TRY IT - Every record below is to be copied exactly, with its images omitted.

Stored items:

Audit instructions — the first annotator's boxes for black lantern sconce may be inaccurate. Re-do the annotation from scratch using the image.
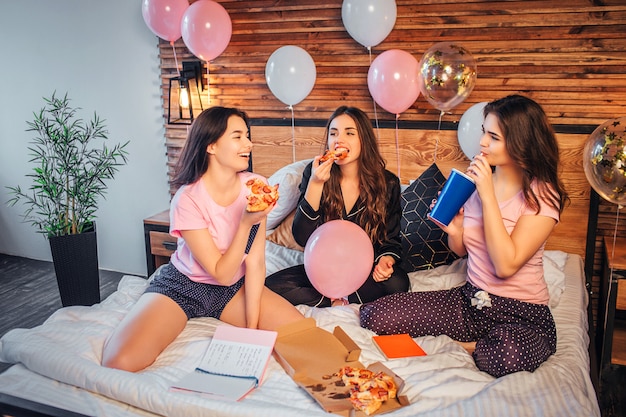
[168,61,204,125]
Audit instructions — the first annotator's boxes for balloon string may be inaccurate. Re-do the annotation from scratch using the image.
[172,41,180,77]
[434,110,444,163]
[602,204,622,351]
[289,105,296,163]
[368,47,380,138]
[395,114,401,180]
[206,63,210,107]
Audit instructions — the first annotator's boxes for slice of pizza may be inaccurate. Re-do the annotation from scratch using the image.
[319,147,349,162]
[246,178,279,212]
[337,365,357,379]
[339,365,374,388]
[339,365,399,414]
[359,373,397,400]
[349,388,383,416]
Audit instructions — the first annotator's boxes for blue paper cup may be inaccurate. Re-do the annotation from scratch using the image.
[428,168,476,227]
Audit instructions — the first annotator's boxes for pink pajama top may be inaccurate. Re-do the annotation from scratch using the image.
[462,181,560,305]
[169,171,261,285]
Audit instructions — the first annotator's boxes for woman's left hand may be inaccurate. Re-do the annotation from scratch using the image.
[373,255,395,282]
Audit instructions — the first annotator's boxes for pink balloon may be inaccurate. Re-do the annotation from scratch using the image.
[141,0,189,42]
[368,49,421,115]
[181,0,232,62]
[304,220,374,299]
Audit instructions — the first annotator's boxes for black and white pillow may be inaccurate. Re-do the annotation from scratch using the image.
[400,163,459,272]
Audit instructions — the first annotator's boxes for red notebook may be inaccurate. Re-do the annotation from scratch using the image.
[372,334,427,359]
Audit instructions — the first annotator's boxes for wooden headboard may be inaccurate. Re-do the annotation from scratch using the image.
[164,122,590,256]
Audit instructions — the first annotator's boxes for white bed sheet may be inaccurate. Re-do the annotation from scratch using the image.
[0,251,600,417]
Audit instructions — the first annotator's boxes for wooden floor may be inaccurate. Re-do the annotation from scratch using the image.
[0,253,128,374]
[0,253,624,416]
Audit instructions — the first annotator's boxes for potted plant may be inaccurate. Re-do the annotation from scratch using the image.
[7,92,129,307]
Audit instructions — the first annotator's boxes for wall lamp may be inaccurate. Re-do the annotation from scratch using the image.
[168,61,204,125]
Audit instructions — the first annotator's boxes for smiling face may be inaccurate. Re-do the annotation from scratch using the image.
[327,113,361,163]
[207,115,252,172]
[480,113,514,168]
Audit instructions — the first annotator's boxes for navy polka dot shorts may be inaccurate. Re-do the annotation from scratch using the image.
[145,263,244,320]
[360,282,557,378]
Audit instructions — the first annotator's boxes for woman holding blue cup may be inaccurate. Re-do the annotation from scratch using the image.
[359,94,569,378]
[427,168,476,228]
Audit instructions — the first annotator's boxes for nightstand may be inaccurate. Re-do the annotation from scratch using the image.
[143,210,175,276]
[597,236,626,374]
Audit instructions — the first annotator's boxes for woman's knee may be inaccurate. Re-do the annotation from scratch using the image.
[359,293,415,335]
[101,341,155,372]
[385,267,410,293]
[101,352,141,372]
[473,326,553,377]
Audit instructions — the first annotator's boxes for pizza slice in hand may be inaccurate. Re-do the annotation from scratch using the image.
[246,178,279,212]
[319,148,349,162]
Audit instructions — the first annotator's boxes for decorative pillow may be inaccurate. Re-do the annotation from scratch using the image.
[400,163,459,272]
[266,209,304,251]
[543,250,568,308]
[408,258,467,292]
[266,159,312,230]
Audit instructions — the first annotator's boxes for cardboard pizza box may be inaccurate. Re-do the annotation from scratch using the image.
[273,318,409,416]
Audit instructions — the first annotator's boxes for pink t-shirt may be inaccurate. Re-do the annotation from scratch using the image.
[463,181,560,305]
[169,171,261,285]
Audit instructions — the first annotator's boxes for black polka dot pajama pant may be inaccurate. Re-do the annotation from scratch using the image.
[359,282,556,378]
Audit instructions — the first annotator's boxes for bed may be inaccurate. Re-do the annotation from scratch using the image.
[0,160,600,417]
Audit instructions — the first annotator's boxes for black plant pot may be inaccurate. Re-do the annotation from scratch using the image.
[49,224,101,307]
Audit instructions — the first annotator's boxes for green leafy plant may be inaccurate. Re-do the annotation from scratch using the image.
[7,92,129,237]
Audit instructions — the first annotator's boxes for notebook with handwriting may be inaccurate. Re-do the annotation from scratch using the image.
[171,325,277,401]
[372,334,427,359]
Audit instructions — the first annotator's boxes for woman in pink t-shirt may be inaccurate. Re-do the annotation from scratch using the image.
[102,107,304,372]
[360,95,569,378]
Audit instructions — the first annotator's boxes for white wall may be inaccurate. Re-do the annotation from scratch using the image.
[0,1,171,276]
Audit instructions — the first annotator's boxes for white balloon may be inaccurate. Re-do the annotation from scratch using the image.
[265,46,316,106]
[341,0,397,49]
[457,102,488,160]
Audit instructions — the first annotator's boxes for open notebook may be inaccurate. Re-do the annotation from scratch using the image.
[171,325,277,401]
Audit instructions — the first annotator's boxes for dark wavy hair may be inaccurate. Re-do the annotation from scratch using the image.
[483,94,569,214]
[320,106,388,244]
[171,106,250,188]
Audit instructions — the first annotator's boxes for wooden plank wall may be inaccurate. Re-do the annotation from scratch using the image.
[156,0,626,326]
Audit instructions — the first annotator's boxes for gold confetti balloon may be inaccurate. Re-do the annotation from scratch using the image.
[583,116,626,206]
[418,42,477,113]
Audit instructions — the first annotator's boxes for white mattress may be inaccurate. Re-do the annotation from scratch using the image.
[0,250,600,417]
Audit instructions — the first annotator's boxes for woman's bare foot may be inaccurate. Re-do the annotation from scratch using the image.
[455,341,477,354]
[331,297,349,307]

SOLVED EXERCISE -
Audit instructions — the first annotator's boxes for black lantern sconce may be inaccurate. Re-do the annotation from scratch using the image.
[168,61,204,125]
Audit instructions — the first annotator's boxes for balloon string may be inaccurate. Re-do the annotation from scratch using the image.
[172,41,180,77]
[434,110,444,163]
[602,204,622,351]
[289,105,296,163]
[368,47,380,138]
[395,114,401,180]
[206,63,210,107]
Audit instructions — the first annotator's boxes for slice of pizza may be inaccurate. Re-do the annotation from scratch using the image.
[319,147,349,162]
[246,178,279,212]
[337,365,357,379]
[339,365,374,388]
[339,365,399,414]
[359,373,397,400]
[349,388,383,416]
Audit instructions — the first annotator's boxes for blue paper cup may be inaccurate. Re-do the annotation from scratch using the image.
[428,168,476,227]
Audit instructions — the first annotator's boxes for pink pajama top may be inaccurate. Re-do the annotation from scratch using the image.
[462,181,560,305]
[169,171,261,285]
Audit instructions — the first annotator's boxes for woman's left hand may be inaccurate. Re-do the annotation from scratch using the image.
[373,255,395,282]
Audit instructions — the first annotator's boxes for pink balloon may be inaccurate. Re-do the annotation from scratch using the image.
[141,0,189,42]
[368,49,421,115]
[181,0,232,62]
[304,220,374,299]
Audit instructions — the first annotator's boxes for black and white pillow may be inaccurate. Re-do the annotation from scratch using the image.
[400,163,459,272]
Audit instructions — the first annotator's boxes for red notebook may be inaccurate. Re-do the annotation from scratch using the image.
[372,334,427,359]
Audit instructions — the first annotator's boxes for wooden headboard may be inaccurate. Re-do the annotation from scratch using the image.
[164,122,590,256]
Audit instructions — the first annotator's boxes for white bed sheet may be inaccurate. Re-do the annotation from scratch using the image.
[0,251,600,417]
Audit instructions — the first annotator's boxes for wooden floor may be inaccurate. Re-do the annotation from scratch using the image.
[0,253,128,374]
[0,253,624,416]
Audit instructions — the first annotator's boxes for potted plant may be inaccurate. Re-do the annotation from scratch using the image.
[7,92,129,307]
Audit instructions — the first annotator's boxes for wall lamp may be inaccurate. Re-do the annotation from scratch using the image.
[168,61,204,125]
Audit instructions — the first annotator's boxes for smiling face may be inaccurate. Re-do the annotation from scratch using the image.
[327,113,361,163]
[207,115,252,172]
[480,113,514,168]
Audit instructions — the first annotator's boxes for navy polka dot shorts may be inaccurate. Re-do the annotation from scratch using the image.
[145,263,244,320]
[360,282,557,378]
Audit instructions — the first annotator's boxes for woman holding blue cup may be inaccurate. Re-do the annotation from scratch using the image.
[359,94,569,378]
[427,168,476,228]
Audit instructions — the first annotator's boxes for nightstand may be inaccurate. Re-do the annotation from scratch using the image.
[143,210,175,276]
[597,236,626,374]
Audit instructions — the first annotator's boxes for woman's knee may be inaccurate. Re-do the annotation from scratch using the image.
[359,293,415,335]
[101,341,155,372]
[385,267,410,293]
[101,352,141,372]
[473,326,553,377]
Audit instructions — the first annotator's boxes for pizza slice in hand may be inaccurate. Re-do the annotation from scratch using the image.
[246,178,279,212]
[319,148,349,162]
Audit instructions — the first annotator's boxes for decorative pillow may be inaccurate. Re-do the annotation from scratch using the image.
[400,163,459,272]
[266,209,304,251]
[543,250,568,308]
[408,258,467,292]
[266,159,312,230]
Audit instructions — the first annotator's boxes for cardboard pizza box may be inaccurate. Re-do the annotation from scratch using the image.
[273,318,409,416]
Audit instructions — the first annotator's boxes for pink t-shirt may be inaccurate. Re-do the annotation from scratch using the image.
[463,181,560,305]
[169,171,261,285]
Audit instructions — the first annotator's boxes for black polka dot pajama pant may be inaccurate. Re-do the annotation from scratch using the image.
[359,282,556,378]
Audit instructions — the first annotator's boxes for bed may be inaccurate. Re-do the annotation from scratch using the image.
[0,160,600,417]
Audit instructions — the first annotator's boxes for black plant pot may be inaccurate. Re-do the annotation from scratch using the image.
[49,224,101,307]
Audit instructions — the first annotator's boxes for green leafy plant may be inaccurate. Re-do the annotation from scratch using the image.
[7,92,129,237]
Audit instructions — the first annotator's boxes for notebook with handwriting may be inaccurate. Re-do the annotation from scratch using the image.
[171,325,277,401]
[372,334,427,359]
Audit instructions — the first annotator's boxes for woman in pink t-shirt may be inaccurate. Re-do the annotation from scratch using the image.
[102,107,304,372]
[360,95,569,378]
Audit instructions — the first annotator's boxes for white wall may be inaccurate. Re-do the annotation from scratch using the image.
[0,1,171,276]
Audit instructions — the first annotator's boxes for white balloon may be inaccurate. Re-do the annotation from scratch using the image.
[265,46,316,106]
[341,0,397,49]
[457,102,488,160]
Audit instructions — the first annotator's boxes for open notebook may be inaccurate. Re-do the annotation from scratch using the image.
[171,325,277,401]
Audit instructions — the first annotator's boxes for dark wavy hair may be inaccurate. Re-do the annotation from scratch using the image.
[483,94,569,214]
[320,106,388,244]
[171,106,250,188]
Audit instructions — the first annotator's boxes for wooden plank wall may be inaccurate. Re-do the annotation from scratch using the image.
[156,0,626,326]
Audit instructions — the first annotator's boxes for gold confetti balloon may be inaccurate. Re-do the annotation from scratch using the image.
[583,116,626,206]
[418,42,477,113]
Audit instructions — the first annotator's boxes for white mattress may be inaccurate. Re-do the annotation from scratch using the image.
[0,250,600,417]
Audit instructions — the first annotator's boxes for woman's bare foot may be inaccurate. Re-do the annotation from scratch using the image.
[455,341,477,354]
[331,297,349,307]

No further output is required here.